== DATA FOR THE TASK ==

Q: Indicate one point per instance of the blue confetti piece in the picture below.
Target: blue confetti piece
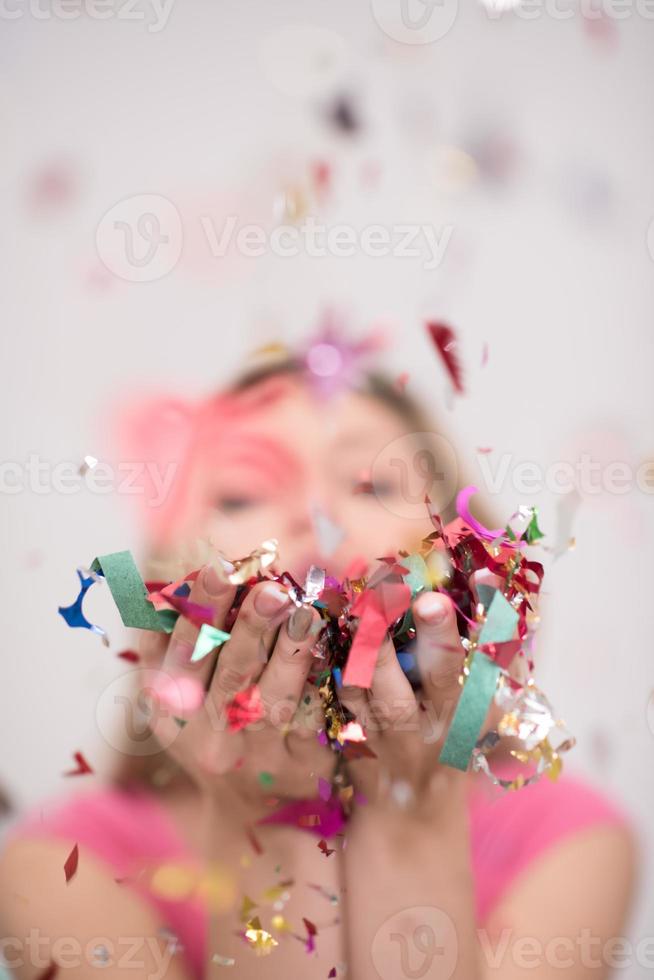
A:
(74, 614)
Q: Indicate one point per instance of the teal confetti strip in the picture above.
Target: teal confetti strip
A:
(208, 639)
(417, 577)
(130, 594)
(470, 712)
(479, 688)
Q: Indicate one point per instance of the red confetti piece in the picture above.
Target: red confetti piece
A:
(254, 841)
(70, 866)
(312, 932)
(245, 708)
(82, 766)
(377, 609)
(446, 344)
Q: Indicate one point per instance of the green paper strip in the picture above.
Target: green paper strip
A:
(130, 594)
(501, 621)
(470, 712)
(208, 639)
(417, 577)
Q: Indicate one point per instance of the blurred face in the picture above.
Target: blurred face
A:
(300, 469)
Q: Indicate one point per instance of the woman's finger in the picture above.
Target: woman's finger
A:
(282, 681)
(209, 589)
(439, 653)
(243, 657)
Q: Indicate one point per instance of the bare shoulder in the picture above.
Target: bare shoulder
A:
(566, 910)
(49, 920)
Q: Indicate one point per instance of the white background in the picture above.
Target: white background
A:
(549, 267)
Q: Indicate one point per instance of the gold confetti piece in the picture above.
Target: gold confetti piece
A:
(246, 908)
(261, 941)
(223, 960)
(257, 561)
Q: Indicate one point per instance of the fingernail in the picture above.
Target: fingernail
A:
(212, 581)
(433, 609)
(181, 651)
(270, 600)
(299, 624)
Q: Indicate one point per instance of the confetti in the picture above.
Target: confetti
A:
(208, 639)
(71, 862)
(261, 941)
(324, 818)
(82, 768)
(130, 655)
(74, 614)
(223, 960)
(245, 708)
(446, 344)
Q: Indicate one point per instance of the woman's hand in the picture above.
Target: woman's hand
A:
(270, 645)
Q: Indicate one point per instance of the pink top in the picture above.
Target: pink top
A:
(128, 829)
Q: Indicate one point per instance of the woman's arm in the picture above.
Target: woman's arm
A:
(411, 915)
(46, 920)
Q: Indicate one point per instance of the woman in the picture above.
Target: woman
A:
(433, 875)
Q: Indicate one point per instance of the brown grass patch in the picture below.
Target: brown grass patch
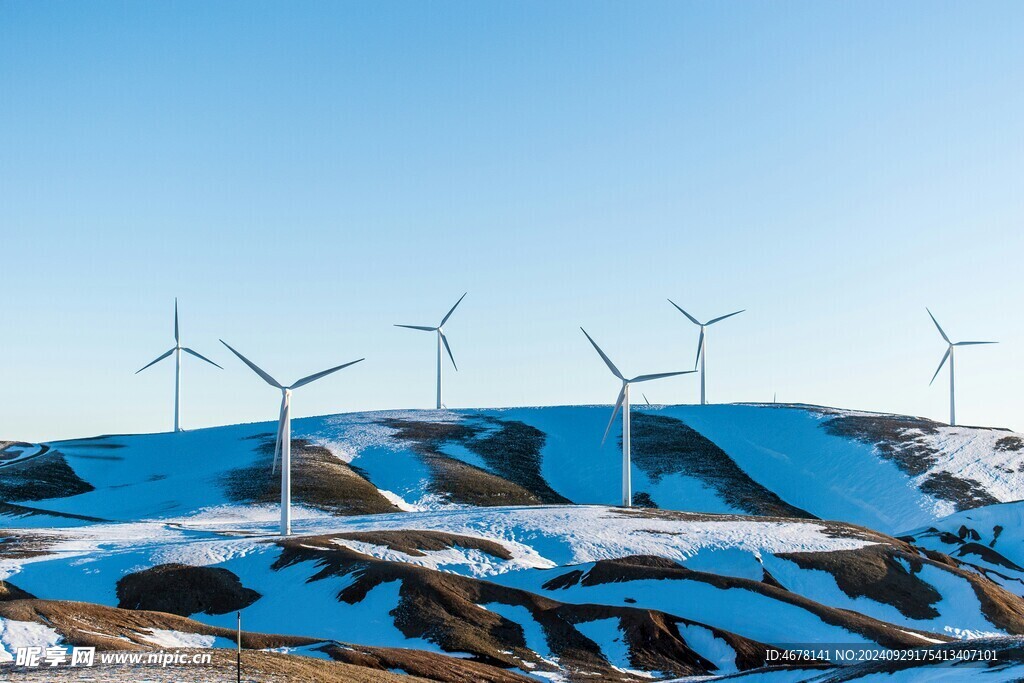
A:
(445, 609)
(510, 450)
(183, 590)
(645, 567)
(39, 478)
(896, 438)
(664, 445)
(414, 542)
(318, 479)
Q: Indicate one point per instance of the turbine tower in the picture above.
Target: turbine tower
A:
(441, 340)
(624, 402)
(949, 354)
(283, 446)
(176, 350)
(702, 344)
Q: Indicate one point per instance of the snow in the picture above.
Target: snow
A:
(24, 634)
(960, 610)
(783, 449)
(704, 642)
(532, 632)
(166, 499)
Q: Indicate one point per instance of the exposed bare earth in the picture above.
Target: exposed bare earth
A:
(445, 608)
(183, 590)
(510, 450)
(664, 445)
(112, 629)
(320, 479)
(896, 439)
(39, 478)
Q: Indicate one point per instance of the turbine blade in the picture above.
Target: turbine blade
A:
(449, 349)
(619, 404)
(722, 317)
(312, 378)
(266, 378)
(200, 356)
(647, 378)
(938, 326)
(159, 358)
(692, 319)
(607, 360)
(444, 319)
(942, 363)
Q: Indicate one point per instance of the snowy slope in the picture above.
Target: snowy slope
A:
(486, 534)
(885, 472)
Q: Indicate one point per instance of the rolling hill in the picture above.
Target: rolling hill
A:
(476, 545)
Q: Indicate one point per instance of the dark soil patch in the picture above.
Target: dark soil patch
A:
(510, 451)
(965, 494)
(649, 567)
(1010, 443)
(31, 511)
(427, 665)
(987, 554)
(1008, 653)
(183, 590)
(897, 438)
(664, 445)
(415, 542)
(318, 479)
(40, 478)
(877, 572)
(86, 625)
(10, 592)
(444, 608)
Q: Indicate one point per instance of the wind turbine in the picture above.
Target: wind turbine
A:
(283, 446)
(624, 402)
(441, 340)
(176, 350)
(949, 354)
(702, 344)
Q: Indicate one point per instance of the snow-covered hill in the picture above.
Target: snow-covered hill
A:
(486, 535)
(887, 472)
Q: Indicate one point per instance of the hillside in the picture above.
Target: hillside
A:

== TASK INSTRUCTIONS ==
Transcribe all the lines above exactly, apart from the pictures.

== EXERCISE OUTPUT ==
Q: Indicate one point per instance of the blue confetti piece in the picture below.
Target: blue confetti piece
A:
(74, 614)
Q: Indicate one point per instance of the teal confetti strip in the picture above.
Target: teal confetti strip
A:
(208, 639)
(417, 577)
(130, 594)
(470, 712)
(479, 688)
Q: Indicate one point per instance of the red confetti piece in the picture above.
Target: red confetti piece
A:
(254, 841)
(70, 866)
(312, 932)
(245, 708)
(82, 766)
(377, 609)
(446, 344)
Q: Indicate one point per instance of the green paper strip in the picture above.
Target: green paper strip
A:
(130, 594)
(501, 621)
(470, 712)
(208, 639)
(417, 577)
Q: Indicate one point per instance of the blurred face in the picture above.
Target: blurred face
A:
(300, 469)
Q: Indicate one point per instance of the woman's finger in the picture above.
Target: woman's finger
A:
(282, 681)
(209, 589)
(439, 653)
(243, 657)
Q: Indicate one point per instance of the bare shoulder in the picture above.
Target: bare shoulder
A:
(566, 910)
(49, 920)
Q: Indicate one point per instance of the white background in the picture above.
Target: white background
A:
(549, 267)
Q: Indicate one point per instance of the gold confetti piece in the picture above.
Target: gold confetti piece
A:
(246, 908)
(261, 941)
(223, 960)
(257, 561)
Q: Indicate one point per instance of the fingernail in the picture above.
Target: fingernail
A:
(212, 581)
(433, 609)
(181, 651)
(270, 600)
(299, 624)
Q: Indicate one point per instance of the confetti in the picture above.
Target: confetti
A:
(208, 639)
(71, 862)
(261, 941)
(324, 818)
(82, 768)
(130, 655)
(74, 614)
(223, 960)
(245, 708)
(446, 344)
Q: Indicate one point per instance of the woman's hand in the picture above.
Target: woman's hand
A:
(270, 645)
Q: Indicate one point per instance of the pink top in the picture above.
Target: pink top
A:
(128, 829)
Q: Indicate one point per instance of the woman's arm in the picture above.
Target: woman's arm
A:
(411, 915)
(46, 920)
Q: Indicate one point per instance of the woman in the picture above.
Target: woman
A:
(433, 875)
Q: Indicate one point per instance of the brown grass patch in the picture below.
Target: brown grass patch
A:
(445, 609)
(510, 450)
(183, 590)
(645, 567)
(39, 478)
(896, 438)
(664, 445)
(414, 542)
(318, 479)
Q: Indicate one point per instance of the turbine tower in the picture above.
Target: turbine tower
A:
(441, 340)
(624, 402)
(949, 354)
(283, 446)
(176, 350)
(702, 344)
Q: Indicate one point per instance of the snow in the picture above.
Target: snow
A:
(24, 634)
(960, 610)
(783, 449)
(704, 642)
(532, 632)
(166, 499)
Q: Indicate one point per instance of the exposed bare earth in the picture above.
Target: exposed bare earth
A:
(445, 608)
(183, 590)
(510, 450)
(664, 445)
(112, 629)
(320, 479)
(896, 439)
(39, 478)
Q: Indicate one point per instance of the turbine blade in the picture above.
Target: turbine blade
A:
(449, 349)
(619, 404)
(722, 317)
(312, 378)
(266, 378)
(200, 356)
(647, 378)
(938, 326)
(159, 358)
(692, 319)
(607, 360)
(444, 319)
(942, 363)
Q: Indicate one point per instance of the snowy slope in the picture above.
Target: snowy slope
A:
(486, 534)
(885, 472)
Q: Indicate one point per instance of the rolling hill in the picture above.
Target: rolling hill
A:
(476, 545)
Q: Indicate one point per instance of the dark soil patch in the picture above.
Target: dark soil patch
A:
(510, 451)
(965, 494)
(649, 567)
(1010, 443)
(31, 511)
(427, 665)
(987, 554)
(1008, 653)
(183, 590)
(897, 438)
(664, 445)
(415, 542)
(318, 479)
(40, 478)
(877, 572)
(86, 625)
(10, 592)
(444, 608)
Q: Indicate one point per instance of the wind turbine in the picture above.
Target: wind turbine
A:
(283, 446)
(624, 402)
(441, 340)
(176, 350)
(949, 354)
(702, 344)
Q: Indicate one point per instance of the snow-covered hill in the picture above.
Target: snow-covered hill
A:
(486, 535)
(887, 472)
Q: Indicate one point per instance of the hillside in the picture above.
Target: hillside
A:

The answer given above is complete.